§ **Document segment**:

Researchers published a study Tuesday that emphasizes how suicide rates among U.S. teens have risen in step with the boom of social media.
Relying on suicide reports from 2009-15 put out by the federal Centers for Disease Control and Prevention, researchers at the American Foundation for Suicide Prevention compared the numbers against two surveys given to U.S. high school students.
About half a million teens ages 13 to 18 who participated in the surveys answered questions about their use of electronic devices, social media, print media, television and time spent with friends.
They also were given questions about mood, such as how frequently they feel hopeless and have considered or attempted suicide.
Published Tuesday in the journal Clinical Psychological Science, the study links rising social-media use to the increase in suicide rates for teens after nearly two decades of decline.
“We need to stop thinking of smartphones as harmless,” study author Jean Twenge told the Associated Press.
“There’s a tendency to say, ‘Oh, teens are just communicating with their friends,’” added Twenge, a psychology professor at San Diego State University who studies generational trends.
Twenge called it important to monitor and to set limits on how children and teens use smartphones and social media.
Victor Strasburger, who specializes in teen medicine at the University of New Mexico, told the AP that the study’s implication of a connection between teen suicides, depression and social media shows the need for more research.
Strasburger tied the risk of social media to its immediacy, anonymity and potential for bullying.
“Parents don’t really get that,” Strasburger said.
After several teen suicides rocked the community of Littleton, Colorado, Caitlin Hearty helped organize an campaign last month in which hundreds of teens agreed to go offline, forsaking internet and social media for one month.
“After hours of scrolling through Instagram feeds, I just feel worse about myself because I feel left out,” 17-year-old Hearty told the Associated Press.
One finding of the study published Tuesday was that 58 percent of 12th grade girls like Hearty used social media every day or nearly every day in 2009. By 2015, the number was up to 87 percent.
Researchers found that these teens were 14 percent more likely to be depressed than those who used social media less frequently.
Tuesday’s study also reported that from 2009 to 2015 roughly double the number of teens reported using smartphones and other electronic devices for at least five hours. The number was 8 percent in 2009 and 19 percent in 2015.
Suicidal thoughts or actions were 70 percent more common among these teens than among those who reported one hour of daily use.
In 2015, 36 percent of all teens reported feeling desperately sad or hopeless, or that they had thought about, planned or attempted suicide. This number was 32 percent in 2009. Rates were higher among girls: 45 percent in 2015 versus 40 percent in 2009.
“No one posts the bad things they’re going through,” 17-year-old Chloe Schilling, who helped with the offline campaign in Littleton, told the AP.
Circumstances surrounding individual suicides were not examined in the Tuesday report.

§ **Things to do**:
a – List every person mentioned by name in the article about teen suicide rates and social media.
b – Write out the passage of the article about teen suicide rates and social media that begins at the words "Researchers found that" and stops after the words "40 percent in 2009.".
None of the records are needed for this work.

§ **Input data**:
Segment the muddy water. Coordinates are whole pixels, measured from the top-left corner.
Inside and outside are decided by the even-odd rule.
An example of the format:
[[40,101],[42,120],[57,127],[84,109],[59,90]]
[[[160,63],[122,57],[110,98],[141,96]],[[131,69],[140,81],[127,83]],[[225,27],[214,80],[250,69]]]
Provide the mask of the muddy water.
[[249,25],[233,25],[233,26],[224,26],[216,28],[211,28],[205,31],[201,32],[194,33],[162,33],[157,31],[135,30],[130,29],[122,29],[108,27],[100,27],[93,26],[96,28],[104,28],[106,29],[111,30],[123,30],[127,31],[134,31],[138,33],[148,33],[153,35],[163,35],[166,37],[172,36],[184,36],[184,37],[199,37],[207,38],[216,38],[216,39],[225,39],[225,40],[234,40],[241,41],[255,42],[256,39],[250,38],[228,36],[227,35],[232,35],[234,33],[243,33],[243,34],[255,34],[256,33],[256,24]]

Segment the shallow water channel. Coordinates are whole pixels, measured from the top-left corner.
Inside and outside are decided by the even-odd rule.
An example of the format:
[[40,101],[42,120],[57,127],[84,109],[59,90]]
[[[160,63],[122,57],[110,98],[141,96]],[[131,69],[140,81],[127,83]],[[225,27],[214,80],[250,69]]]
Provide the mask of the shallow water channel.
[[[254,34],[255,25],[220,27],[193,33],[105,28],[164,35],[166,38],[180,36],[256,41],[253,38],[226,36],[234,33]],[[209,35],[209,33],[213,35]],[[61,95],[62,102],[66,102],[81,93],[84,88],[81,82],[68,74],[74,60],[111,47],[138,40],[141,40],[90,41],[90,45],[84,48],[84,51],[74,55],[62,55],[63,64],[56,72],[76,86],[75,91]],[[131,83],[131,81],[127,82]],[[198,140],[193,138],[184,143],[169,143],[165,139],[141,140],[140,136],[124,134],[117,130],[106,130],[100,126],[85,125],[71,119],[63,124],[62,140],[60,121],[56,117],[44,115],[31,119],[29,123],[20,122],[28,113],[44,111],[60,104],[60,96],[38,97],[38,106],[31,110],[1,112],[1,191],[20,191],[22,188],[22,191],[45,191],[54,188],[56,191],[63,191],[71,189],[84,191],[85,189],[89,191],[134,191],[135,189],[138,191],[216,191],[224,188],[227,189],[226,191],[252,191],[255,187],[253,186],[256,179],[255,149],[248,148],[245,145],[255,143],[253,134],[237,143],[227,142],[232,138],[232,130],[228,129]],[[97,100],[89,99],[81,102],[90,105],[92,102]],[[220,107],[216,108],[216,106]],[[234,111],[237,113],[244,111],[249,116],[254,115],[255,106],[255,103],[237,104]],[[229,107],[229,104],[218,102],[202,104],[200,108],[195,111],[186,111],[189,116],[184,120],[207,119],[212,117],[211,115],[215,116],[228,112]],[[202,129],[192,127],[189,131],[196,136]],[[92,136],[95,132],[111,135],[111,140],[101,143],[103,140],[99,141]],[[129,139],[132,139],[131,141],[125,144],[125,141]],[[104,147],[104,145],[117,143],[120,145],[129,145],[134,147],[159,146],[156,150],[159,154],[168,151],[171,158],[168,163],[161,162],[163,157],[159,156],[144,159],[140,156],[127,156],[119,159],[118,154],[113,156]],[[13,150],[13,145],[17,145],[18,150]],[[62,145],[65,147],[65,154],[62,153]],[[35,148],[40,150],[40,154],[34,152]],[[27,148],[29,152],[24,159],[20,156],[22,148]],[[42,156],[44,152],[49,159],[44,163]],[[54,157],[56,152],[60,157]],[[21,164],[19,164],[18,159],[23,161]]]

§ **Task answers**:
a – Jean Twenge, Victor Strasburger, Caitlin Hearty, Chloe Schilling

b –
Researchers found that these teens were 14 percent more likely to be depressed than those who used social media less frequently.
Tuesday’s study also reported that from 2009 to 2015 roughly double the number of teens reported using smartphones and other electronic devices for at least five hours. The number was 8 percent in 2009 and 19 percent in 2015.
Suicidal thoughts or actions were 70 percent more common among these teens than among those who reported one hour of daily use.
In 2015, 36 percent of all teens reported feeling desperately sad or hopeless, or that they had thought about, planned or attempted suicide. This number was 32 percent in 2009. Rates were higher among girls: 45 percent in 2015 versus 40 percent in 2009.